• _Task details_
Search the listing below for the word "spaces" and copy each line that holds it.

• _Available data_
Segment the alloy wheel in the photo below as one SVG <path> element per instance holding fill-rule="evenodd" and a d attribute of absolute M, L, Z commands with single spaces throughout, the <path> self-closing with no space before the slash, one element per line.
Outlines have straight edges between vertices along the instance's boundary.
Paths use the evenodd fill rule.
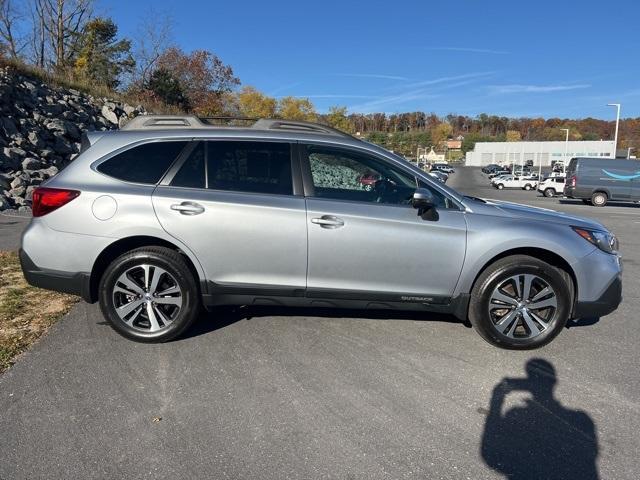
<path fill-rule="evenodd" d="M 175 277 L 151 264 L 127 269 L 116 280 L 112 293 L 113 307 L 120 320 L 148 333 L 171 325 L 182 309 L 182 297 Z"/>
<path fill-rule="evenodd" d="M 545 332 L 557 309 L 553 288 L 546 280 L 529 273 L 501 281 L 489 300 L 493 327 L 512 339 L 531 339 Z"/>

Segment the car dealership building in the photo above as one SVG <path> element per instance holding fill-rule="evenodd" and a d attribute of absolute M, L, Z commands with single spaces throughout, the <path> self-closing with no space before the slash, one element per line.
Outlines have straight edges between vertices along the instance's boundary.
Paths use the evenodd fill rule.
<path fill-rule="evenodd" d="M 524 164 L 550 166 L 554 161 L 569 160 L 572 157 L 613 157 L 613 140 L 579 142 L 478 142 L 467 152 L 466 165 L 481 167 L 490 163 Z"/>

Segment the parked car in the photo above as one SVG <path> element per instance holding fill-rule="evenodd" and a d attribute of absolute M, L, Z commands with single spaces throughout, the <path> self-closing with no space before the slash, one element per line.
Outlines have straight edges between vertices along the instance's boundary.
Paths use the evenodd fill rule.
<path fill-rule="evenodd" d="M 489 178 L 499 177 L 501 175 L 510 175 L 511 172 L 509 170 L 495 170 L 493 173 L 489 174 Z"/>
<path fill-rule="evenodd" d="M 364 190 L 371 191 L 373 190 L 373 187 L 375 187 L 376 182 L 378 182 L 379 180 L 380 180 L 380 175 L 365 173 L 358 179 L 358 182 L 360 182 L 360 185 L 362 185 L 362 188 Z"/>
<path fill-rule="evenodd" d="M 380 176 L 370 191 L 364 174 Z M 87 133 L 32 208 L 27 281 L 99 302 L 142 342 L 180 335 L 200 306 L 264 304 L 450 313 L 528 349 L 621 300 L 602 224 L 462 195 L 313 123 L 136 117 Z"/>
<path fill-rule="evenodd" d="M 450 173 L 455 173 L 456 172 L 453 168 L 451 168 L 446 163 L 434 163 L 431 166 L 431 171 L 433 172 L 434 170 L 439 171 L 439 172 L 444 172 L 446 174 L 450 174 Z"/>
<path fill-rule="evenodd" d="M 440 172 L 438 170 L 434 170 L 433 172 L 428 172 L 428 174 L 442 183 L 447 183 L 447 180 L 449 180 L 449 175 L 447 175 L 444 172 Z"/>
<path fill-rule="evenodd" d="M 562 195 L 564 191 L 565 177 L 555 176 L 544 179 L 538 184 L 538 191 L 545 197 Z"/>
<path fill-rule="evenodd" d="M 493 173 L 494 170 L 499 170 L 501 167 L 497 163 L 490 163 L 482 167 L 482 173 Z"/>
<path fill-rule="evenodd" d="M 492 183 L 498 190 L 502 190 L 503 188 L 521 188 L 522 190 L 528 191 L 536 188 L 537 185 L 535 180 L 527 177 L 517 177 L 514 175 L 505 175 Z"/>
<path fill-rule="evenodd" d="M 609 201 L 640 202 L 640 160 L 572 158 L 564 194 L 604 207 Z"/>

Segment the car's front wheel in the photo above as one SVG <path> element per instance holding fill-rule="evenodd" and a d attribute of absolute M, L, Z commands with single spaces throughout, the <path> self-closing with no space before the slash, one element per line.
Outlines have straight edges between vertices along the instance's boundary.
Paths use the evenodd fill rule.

--

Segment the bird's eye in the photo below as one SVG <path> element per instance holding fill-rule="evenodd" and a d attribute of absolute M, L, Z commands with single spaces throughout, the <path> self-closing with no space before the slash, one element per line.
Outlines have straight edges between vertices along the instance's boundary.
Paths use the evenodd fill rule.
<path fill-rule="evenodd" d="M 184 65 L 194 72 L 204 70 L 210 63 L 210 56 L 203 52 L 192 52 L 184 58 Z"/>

--

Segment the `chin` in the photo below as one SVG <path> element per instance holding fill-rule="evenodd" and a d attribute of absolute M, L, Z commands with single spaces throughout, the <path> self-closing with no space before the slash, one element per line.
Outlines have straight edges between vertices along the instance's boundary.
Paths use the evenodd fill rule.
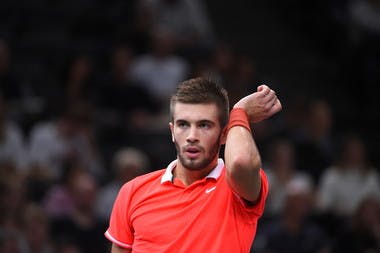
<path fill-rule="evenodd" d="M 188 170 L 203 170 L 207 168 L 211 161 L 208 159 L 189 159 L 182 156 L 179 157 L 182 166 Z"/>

• _Response to this task_
Segment the alloy wheel in the photo below as one SVG <path> element per instance holding fill-rule="evenodd" and a d attribute of absolute M, L, Z commands with single spaces throughout, the <path> self-closing with no space before the slash, one element per line.
Segment the car dealership building in the photo above as one SVG <path> element per instance holding fill-rule="evenodd" and a d attribute of absolute M, L, Z commands with single spaces throughout, the <path> self-closing with no space before the slash, one element per line.
Segment the parked car in the photo above as one SVG <path> element per instance holding fill-rule="evenodd" and a d attribute of absolute M, L, Z commands with single spaces throughout, the <path> self-closing with no space before the slash, one element per line.
Segment the car's front wheel in the photo above as one SVG <path> element per instance holding fill-rule="evenodd" and a d attribute of absolute M, L, Z commands with single spaces throughout, the <path> self-closing with no space before the slash, one element per line.
Segment the bird's eye in the photo below as one SVG <path> element per instance holding fill-rule="evenodd" and a d attribute of absolute M, L, Z commands with single spaces throughout, the <path> self-closing with no space before the slash, one element per line.
Segment the `chin` in the photo below as one SVG <path> element per instance holding fill-rule="evenodd" and a d attribute of absolute M, L, Z commands with single spaces throughout, the <path> self-closing with no space before the slash, one element per line.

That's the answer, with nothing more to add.